Image region labeling entries
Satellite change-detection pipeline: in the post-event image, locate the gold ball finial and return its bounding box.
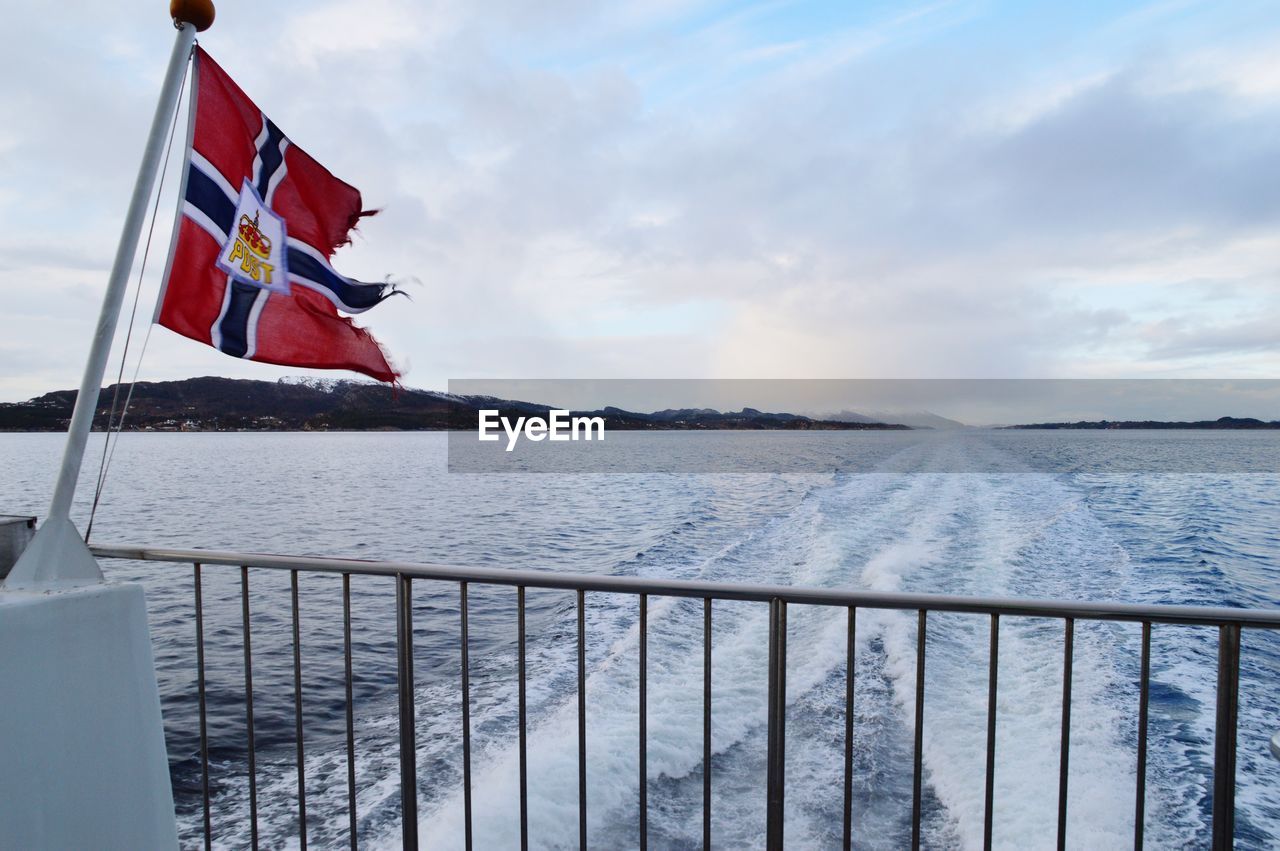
[169,0,214,32]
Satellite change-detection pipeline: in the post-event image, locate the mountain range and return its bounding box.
[0,376,909,431]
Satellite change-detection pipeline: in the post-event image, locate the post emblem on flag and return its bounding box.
[155,47,399,381]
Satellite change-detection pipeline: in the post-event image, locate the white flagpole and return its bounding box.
[5,8,214,586]
[49,23,196,520]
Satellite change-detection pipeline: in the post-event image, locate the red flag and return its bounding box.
[155,47,399,381]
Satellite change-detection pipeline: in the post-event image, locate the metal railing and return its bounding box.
[91,545,1280,850]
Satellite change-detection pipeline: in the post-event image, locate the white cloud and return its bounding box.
[0,0,1280,398]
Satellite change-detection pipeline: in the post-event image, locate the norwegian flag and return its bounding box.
[155,47,399,381]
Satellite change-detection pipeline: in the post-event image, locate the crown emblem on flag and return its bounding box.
[239,211,271,260]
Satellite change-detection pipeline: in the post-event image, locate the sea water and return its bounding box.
[0,431,1280,848]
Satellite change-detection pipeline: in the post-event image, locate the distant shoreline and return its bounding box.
[1000,417,1280,431]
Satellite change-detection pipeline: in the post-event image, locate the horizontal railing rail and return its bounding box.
[90,544,1280,630]
[91,545,1280,850]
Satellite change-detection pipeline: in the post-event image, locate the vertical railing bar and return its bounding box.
[577,589,586,851]
[911,609,928,851]
[396,573,417,851]
[842,605,858,851]
[458,582,472,851]
[639,594,649,851]
[765,598,787,851]
[193,562,214,851]
[1133,621,1151,851]
[1213,623,1240,851]
[241,564,257,851]
[516,585,529,851]
[289,569,307,851]
[703,596,712,851]
[982,612,1000,851]
[1057,618,1075,851]
[342,573,357,851]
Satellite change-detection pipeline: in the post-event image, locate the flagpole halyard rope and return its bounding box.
[84,56,195,544]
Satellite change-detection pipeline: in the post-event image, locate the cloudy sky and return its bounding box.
[0,0,1280,401]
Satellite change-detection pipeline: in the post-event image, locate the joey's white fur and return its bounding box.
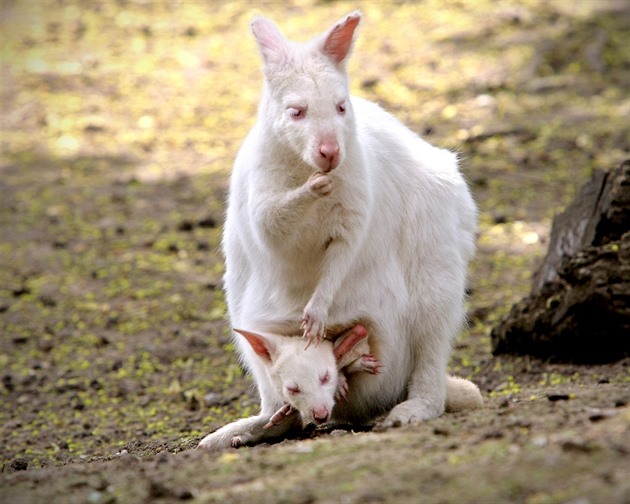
[200,12,481,449]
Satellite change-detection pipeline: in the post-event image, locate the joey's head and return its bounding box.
[251,11,361,172]
[235,329,339,425]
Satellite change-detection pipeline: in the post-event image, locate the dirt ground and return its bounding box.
[0,0,630,504]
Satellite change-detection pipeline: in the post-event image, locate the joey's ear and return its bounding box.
[249,16,289,68]
[234,329,276,361]
[322,10,361,65]
[333,324,369,362]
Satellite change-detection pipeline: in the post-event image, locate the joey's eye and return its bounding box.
[287,107,306,119]
[319,371,330,385]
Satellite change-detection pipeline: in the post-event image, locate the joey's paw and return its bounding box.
[359,354,383,374]
[382,399,444,427]
[302,314,326,348]
[308,172,332,196]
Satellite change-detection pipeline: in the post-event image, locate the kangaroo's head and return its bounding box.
[235,329,339,425]
[251,11,361,172]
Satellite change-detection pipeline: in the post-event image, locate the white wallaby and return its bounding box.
[199,12,482,450]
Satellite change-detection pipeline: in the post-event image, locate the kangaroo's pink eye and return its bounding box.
[287,385,300,395]
[287,107,306,119]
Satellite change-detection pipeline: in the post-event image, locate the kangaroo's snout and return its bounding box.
[318,140,339,172]
[311,406,330,425]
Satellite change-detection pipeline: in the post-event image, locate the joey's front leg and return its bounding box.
[197,414,299,452]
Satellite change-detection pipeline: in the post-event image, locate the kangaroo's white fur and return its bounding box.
[200,12,481,449]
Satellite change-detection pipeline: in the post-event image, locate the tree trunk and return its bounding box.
[491,160,630,363]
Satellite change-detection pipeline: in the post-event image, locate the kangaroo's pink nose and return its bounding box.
[319,141,339,171]
[313,406,330,424]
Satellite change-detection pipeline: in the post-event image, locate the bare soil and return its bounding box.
[0,0,630,504]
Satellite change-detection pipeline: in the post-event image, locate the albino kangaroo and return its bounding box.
[232,324,381,436]
[199,12,482,450]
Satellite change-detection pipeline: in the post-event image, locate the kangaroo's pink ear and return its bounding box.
[322,11,361,65]
[234,329,276,361]
[250,16,289,67]
[334,324,369,362]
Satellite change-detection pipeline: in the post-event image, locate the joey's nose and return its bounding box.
[313,406,330,424]
[319,142,339,171]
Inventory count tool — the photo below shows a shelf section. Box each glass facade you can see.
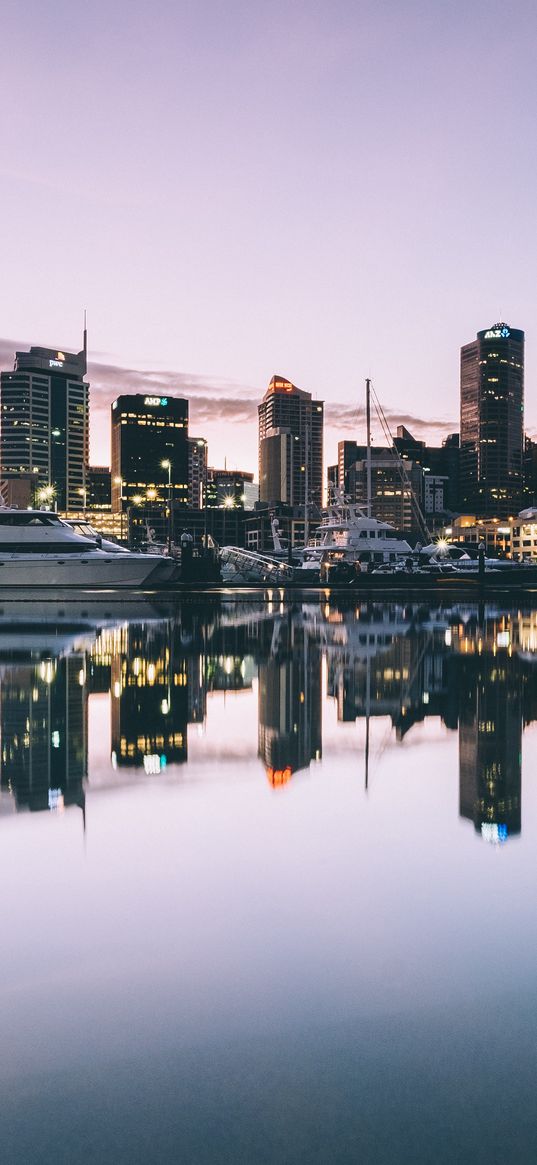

__YOUR GOAL__
Rewrite the material above as a numbered list, skipping any blank lines. Leave the pictures out of your answer.

__RESPONSE__
1. Satellite change-detection pipeline: in the post-event image, locate the gold ball finial and return its bounding box.
2. [169,0,214,32]
3. Satellite change-detection pipeline: in the post-event image, locate the mountain range and return its bounding box.
4. [0,376,909,431]
5. Satellite change-detection pipeline: in the post-event image, locate the post emblem on flag and return its bounding box.
6. [155,47,399,381]
7. Satellite change-detection pipeline: in the post-event image, locate the white flagpole and return its bounding box.
8. [5,8,214,586]
9. [49,23,196,520]
10. Satellite change-detection pipeline: in the post-event image, locate the red flag and return its bounding box.
11. [155,47,399,381]
12. Satellite change-detection pipeline: in the post-event image, locate the metal railing and return its bounding box.
13. [91,545,1280,850]
14. Satellite change-detection pipeline: in the post-event image, locate the white cloud and return its bounding box.
15. [0,0,1280,398]
16. Satellite change-detection pipeline: in the post-event image, locate the norwegian flag and return its bounding box.
17. [155,47,399,381]
18. Satellite change-detection pipeline: in the post-event image, locate the crown emblem on flag and return its bounding box.
19. [239,211,271,260]
20. Satellite change-detection pipeline: in the post-event image, locate the sea water and return its bounding box.
21. [0,431,1280,848]
22. Satellite change-detection pipeline: in the post-event image, locate the distant shoreline and return its bounding box.
23. [1000,417,1280,431]
24. Satellite change-detection pipeline: in the post-event image, locate the horizontal railing rail and return its bounding box.
25. [90,544,1280,630]
26. [91,545,1280,850]
27. Satellite change-detection pipeline: in the post-event image, locate the vertical railing bar and return its bounding box.
28. [577,589,586,851]
29. [911,609,928,851]
30. [396,573,417,851]
31. [842,605,858,851]
32. [458,582,472,851]
33. [639,594,649,851]
34. [765,598,787,851]
35. [193,562,214,851]
36. [1133,621,1151,851]
37. [1213,623,1240,851]
38. [241,564,257,851]
39. [516,585,529,851]
40. [289,569,307,851]
41. [703,596,712,851]
42. [982,612,1000,851]
43. [1057,618,1075,851]
44. [342,573,357,851]
45. Satellite change-detection pipeline: in the post-event image, locate the flagpole halyard rope and return its bounding box.
46. [84,56,195,544]
47. Satellite change-detection pipeline: in the post-event image, locate the cloudy sky and return its bounding box.
48. [0,0,1280,401]
49. Satellite change-detection pipeline: in the post-event image, locate the joey's white fur and return its bounding box.
50. [200,12,481,449]
51. Satellite change-detection pipeline: in the post-event image, locate the joey's head and return its bounding box.
52. [251,11,361,172]
53. [235,329,339,425]
54. Satellite change-detection pipeline: in the post-event image, locate the dirt ground and return its bounding box.
55. [0,0,630,504]
56. Satellite change-detection pipeline: in the post-event image, locate the joey's ear and return its bounding box.
57. [249,16,289,68]
58. [234,329,276,361]
59. [322,10,361,65]
60. [333,324,369,362]
61. Satellite change-detection pipeline: in the post-event image, locate the joey's eye and return its bounding box.
62. [287,107,306,119]
63. [319,371,330,385]
64. Satellite change-detection pipeline: in the post-event image, locate the joey's paw and return its bounding box.
65. [359,354,383,374]
66. [382,399,444,427]
67. [302,314,326,348]
68. [308,172,332,196]
69. Satellite change-detection pipeline: in the post-event image, locate the kangaroo's head and return its bounding box.
70. [235,329,339,425]
71. [251,11,361,172]
72. Satellite change-detection pipeline: in the post-event image, locate the white wallaby and return its bounding box.
73. [199,12,482,450]
74. Satellite change-detection pipeline: in the post-event image, locate the kangaroo's pink eye and return its bounding box.
75. [287,385,300,395]
76. [287,107,306,119]
77. Satellite change-detection pipeline: in the post-event image, locate the kangaroo's snout and return its bounding box.
78. [318,140,339,172]
79. [311,406,330,425]
80. Satellite change-detection pipeline: in the post-event image, locate the joey's front leg and return its bounding box.
81. [197,414,299,452]
82. Satellite change-detection pipeline: in the post-event image, locate the kangaroo's white fur and return its bounding box.
83. [200,12,481,449]
84. Satellite change-detection pipeline: in the post-event image, locate the tree trunk and return its bounding box.
85. [491,160,630,363]
86. Satellite change-detection pipeline: in the post-event image, locate the kangaroo's pink nose and return its bounding box.
87. [319,141,339,171]
88. [313,406,330,424]
89. Satellite change-detection pipeline: in the post-event image, locate the bare soil and return its bounding box.
90. [0,0,630,504]
91. Satellite change-detection pipeline: in the post-event image, locate the albino kangaroo and return its bounding box.
92. [232,324,381,436]
93. [199,12,482,450]
94. Satellite change-detection pipeline: in the post-event image, locate the kangaroo's pink ear and return its bounding box.
95. [322,11,361,65]
96. [234,329,276,361]
97. [250,16,289,67]
98. [334,324,369,362]
99. Satellite change-detection pipeline: in the post-event image, locate the joey's nose and return its bounding box.
100. [313,406,330,424]
101. [319,142,339,171]
102. Inventory count tool — the photo below shows a shelf section. Box each glass facade you can see.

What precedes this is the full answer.